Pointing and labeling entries
- - -
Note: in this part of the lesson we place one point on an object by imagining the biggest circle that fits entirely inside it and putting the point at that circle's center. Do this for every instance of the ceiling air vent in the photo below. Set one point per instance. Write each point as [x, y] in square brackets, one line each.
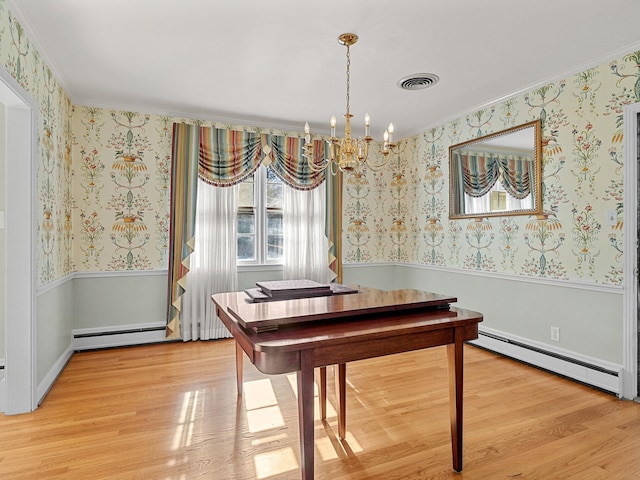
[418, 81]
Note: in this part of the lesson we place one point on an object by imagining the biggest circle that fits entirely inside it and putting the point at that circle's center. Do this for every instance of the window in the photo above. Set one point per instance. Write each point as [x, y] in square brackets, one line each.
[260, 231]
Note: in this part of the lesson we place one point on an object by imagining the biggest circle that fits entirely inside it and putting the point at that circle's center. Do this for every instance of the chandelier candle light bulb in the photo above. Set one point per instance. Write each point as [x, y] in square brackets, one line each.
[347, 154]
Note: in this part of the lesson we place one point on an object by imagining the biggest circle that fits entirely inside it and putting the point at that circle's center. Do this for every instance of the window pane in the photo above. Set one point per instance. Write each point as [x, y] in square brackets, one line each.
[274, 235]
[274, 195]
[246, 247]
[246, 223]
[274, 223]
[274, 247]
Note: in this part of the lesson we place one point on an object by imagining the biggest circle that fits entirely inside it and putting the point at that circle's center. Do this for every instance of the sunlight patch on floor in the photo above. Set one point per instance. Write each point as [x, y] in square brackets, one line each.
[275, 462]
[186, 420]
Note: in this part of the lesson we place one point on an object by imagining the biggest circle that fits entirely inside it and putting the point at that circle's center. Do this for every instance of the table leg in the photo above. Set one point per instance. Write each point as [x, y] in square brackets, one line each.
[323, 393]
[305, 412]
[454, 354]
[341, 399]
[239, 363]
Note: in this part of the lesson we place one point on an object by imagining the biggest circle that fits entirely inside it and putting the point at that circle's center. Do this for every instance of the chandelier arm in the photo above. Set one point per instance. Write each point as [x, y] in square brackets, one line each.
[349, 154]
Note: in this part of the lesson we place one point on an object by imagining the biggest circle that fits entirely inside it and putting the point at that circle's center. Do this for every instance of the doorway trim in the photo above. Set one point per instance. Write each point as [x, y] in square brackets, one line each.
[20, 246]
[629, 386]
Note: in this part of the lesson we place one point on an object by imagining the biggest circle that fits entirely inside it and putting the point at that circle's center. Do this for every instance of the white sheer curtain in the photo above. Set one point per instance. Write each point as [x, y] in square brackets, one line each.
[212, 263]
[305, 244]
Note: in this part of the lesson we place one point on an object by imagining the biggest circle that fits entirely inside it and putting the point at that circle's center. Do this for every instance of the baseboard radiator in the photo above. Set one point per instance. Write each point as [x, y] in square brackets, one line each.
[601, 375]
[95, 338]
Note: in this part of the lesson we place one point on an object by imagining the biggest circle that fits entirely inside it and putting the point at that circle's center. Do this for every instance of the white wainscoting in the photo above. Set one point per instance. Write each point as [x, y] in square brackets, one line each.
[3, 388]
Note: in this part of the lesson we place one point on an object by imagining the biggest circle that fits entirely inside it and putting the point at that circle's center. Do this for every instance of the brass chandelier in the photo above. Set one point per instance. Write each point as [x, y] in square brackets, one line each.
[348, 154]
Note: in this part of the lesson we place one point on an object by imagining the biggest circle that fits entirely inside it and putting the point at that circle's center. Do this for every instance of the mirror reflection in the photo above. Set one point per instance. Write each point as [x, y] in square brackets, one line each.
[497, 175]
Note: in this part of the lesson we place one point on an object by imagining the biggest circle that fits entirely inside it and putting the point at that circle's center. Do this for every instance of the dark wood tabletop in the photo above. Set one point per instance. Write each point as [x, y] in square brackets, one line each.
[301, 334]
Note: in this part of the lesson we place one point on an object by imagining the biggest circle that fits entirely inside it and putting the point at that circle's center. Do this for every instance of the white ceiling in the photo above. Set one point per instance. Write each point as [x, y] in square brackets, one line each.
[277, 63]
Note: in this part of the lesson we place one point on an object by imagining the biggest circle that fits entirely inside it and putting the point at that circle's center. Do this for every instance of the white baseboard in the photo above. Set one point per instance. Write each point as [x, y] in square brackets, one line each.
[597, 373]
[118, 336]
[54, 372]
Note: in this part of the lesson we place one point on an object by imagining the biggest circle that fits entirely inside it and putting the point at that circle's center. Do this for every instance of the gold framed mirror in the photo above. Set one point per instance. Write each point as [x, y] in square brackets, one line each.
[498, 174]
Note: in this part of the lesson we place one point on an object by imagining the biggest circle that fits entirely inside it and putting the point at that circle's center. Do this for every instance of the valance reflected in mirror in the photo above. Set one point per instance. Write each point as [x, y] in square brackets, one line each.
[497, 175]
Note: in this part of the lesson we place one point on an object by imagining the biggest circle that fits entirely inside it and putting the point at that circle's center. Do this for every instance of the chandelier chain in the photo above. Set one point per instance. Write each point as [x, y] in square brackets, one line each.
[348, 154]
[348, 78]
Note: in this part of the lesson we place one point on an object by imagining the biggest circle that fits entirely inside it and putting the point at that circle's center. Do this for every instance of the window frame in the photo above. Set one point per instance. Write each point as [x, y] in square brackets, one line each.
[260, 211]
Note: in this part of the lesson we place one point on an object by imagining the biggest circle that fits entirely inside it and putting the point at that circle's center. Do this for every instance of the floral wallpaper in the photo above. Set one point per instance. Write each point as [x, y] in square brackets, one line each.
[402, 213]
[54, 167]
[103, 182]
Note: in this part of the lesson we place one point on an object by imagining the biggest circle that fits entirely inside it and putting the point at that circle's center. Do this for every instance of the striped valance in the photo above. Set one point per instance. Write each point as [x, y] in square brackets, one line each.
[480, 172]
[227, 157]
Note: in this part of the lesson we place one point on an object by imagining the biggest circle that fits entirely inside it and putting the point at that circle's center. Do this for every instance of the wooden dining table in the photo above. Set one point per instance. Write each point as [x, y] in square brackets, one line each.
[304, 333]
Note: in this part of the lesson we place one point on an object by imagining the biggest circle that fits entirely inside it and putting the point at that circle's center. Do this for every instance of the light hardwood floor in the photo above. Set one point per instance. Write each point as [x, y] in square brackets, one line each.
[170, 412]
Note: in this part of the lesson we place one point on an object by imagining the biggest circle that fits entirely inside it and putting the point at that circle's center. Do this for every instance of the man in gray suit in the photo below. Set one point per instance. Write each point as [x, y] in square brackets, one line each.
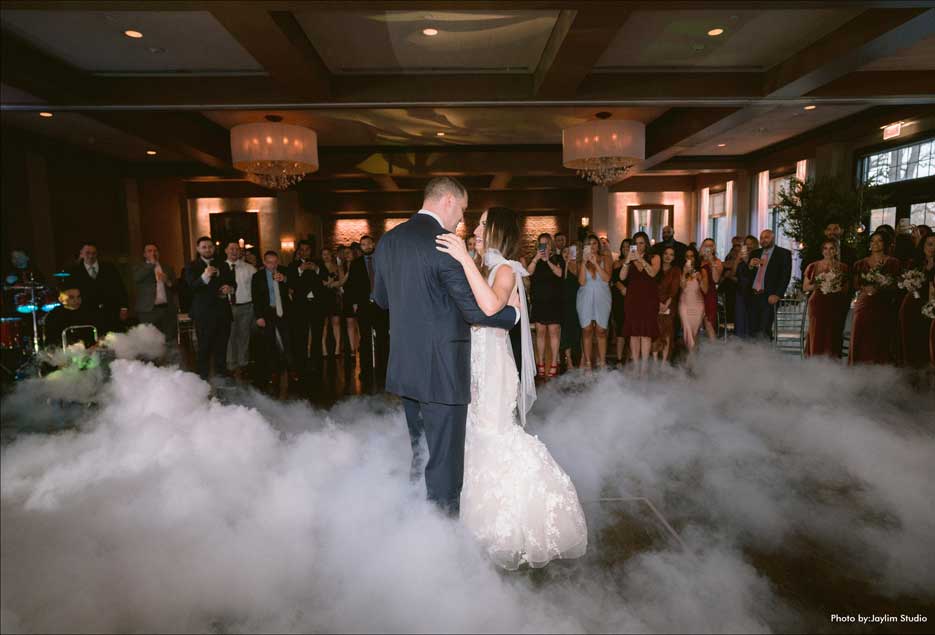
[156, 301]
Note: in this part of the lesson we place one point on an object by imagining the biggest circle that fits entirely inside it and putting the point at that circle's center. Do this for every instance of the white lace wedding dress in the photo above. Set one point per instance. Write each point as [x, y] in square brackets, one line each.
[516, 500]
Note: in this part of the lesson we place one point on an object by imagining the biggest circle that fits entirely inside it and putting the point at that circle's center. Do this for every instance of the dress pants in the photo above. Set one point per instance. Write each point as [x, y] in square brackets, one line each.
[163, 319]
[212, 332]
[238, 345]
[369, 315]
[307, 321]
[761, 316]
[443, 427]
- - -
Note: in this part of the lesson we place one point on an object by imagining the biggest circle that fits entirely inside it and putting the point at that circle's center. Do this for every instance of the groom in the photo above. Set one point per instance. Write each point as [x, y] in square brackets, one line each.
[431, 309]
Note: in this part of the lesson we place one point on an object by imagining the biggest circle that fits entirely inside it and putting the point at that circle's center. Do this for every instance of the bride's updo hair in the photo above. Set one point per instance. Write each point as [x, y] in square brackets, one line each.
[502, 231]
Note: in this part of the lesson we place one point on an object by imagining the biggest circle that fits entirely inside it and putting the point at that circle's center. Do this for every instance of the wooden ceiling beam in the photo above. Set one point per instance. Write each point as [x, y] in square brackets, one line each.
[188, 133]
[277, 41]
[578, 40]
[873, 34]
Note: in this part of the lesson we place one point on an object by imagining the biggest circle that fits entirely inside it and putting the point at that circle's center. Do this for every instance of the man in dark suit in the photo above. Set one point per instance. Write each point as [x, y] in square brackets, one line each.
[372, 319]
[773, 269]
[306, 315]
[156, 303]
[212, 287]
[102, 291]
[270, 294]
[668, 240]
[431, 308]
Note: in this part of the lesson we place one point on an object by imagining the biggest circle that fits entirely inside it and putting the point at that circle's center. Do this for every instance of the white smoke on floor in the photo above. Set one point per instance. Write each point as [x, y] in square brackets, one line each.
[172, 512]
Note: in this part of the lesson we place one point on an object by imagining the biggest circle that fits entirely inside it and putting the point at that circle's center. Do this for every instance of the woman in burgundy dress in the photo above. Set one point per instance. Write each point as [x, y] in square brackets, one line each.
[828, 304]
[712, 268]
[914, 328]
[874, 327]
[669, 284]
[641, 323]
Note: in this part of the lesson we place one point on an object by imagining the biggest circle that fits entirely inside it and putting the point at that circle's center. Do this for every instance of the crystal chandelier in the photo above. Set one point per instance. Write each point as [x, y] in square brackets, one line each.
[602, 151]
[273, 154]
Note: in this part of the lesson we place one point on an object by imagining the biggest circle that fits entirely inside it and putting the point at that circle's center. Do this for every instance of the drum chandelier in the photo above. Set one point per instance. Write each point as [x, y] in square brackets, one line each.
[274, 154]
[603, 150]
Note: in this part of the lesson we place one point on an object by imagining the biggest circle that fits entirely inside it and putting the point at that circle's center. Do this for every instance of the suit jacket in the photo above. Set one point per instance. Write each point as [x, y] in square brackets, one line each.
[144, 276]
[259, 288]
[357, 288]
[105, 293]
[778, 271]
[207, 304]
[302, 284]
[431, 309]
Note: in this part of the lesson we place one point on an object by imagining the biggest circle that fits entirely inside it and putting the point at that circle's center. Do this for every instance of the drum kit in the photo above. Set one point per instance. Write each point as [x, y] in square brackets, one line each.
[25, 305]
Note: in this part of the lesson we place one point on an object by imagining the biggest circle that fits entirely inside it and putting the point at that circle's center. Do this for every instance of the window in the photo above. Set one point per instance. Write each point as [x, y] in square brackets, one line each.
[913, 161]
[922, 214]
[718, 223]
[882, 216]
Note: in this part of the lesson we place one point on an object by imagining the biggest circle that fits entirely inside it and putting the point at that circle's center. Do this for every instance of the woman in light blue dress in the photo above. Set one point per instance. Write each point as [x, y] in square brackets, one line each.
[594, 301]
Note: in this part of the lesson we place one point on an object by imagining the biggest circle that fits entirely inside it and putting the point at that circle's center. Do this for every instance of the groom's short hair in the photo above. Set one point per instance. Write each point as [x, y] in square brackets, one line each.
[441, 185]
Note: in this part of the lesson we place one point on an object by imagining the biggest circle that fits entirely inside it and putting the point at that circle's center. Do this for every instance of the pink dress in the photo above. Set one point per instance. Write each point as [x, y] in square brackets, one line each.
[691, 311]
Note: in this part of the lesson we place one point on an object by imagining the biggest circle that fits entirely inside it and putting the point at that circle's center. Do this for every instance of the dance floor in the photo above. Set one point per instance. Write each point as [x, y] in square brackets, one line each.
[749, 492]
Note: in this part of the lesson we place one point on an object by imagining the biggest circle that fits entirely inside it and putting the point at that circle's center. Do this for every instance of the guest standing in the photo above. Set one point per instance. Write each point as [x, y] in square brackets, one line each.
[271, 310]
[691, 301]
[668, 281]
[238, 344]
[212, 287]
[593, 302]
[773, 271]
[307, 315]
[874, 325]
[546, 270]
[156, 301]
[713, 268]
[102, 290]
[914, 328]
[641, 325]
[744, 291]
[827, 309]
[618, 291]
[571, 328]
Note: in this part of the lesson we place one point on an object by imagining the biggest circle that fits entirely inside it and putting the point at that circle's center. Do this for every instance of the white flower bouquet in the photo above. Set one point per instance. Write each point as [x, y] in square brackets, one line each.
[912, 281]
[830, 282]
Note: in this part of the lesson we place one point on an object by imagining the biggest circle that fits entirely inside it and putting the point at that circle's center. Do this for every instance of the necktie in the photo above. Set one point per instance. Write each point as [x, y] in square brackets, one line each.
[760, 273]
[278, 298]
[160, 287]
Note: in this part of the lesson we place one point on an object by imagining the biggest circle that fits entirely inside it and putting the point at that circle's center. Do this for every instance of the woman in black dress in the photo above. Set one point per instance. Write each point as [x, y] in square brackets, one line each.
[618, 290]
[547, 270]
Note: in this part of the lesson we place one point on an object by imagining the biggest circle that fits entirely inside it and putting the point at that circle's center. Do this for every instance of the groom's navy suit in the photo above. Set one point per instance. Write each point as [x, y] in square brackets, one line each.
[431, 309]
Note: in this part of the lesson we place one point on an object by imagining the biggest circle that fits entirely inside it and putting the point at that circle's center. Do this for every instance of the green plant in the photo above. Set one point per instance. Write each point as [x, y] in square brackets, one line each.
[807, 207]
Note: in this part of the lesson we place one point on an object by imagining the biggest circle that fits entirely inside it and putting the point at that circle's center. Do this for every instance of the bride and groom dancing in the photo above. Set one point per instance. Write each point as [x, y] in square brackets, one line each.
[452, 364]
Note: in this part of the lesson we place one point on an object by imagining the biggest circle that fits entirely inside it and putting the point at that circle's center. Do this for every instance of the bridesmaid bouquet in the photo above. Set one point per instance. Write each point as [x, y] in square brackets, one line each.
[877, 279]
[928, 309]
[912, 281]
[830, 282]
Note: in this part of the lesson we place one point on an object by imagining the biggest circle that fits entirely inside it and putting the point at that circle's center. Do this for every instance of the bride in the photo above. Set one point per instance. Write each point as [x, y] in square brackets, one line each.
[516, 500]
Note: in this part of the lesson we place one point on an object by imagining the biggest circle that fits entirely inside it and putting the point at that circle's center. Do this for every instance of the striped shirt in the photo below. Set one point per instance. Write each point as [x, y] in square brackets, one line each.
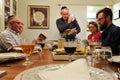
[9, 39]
- - -
__Problem to work on__:
Find every line in the data above that contains the string "brass", and copy each one in full. Case counts when matching.

__Output of the exercise__:
Note: in this part of the lesson we place one point on an object by imagining the biggest circle that fits entirely inside it and putting the point at that circle's center. Do this for every instance of the brass chandelier in the photo above. Set one point per instance. Write each point as [x, y] in square brackets, one line each.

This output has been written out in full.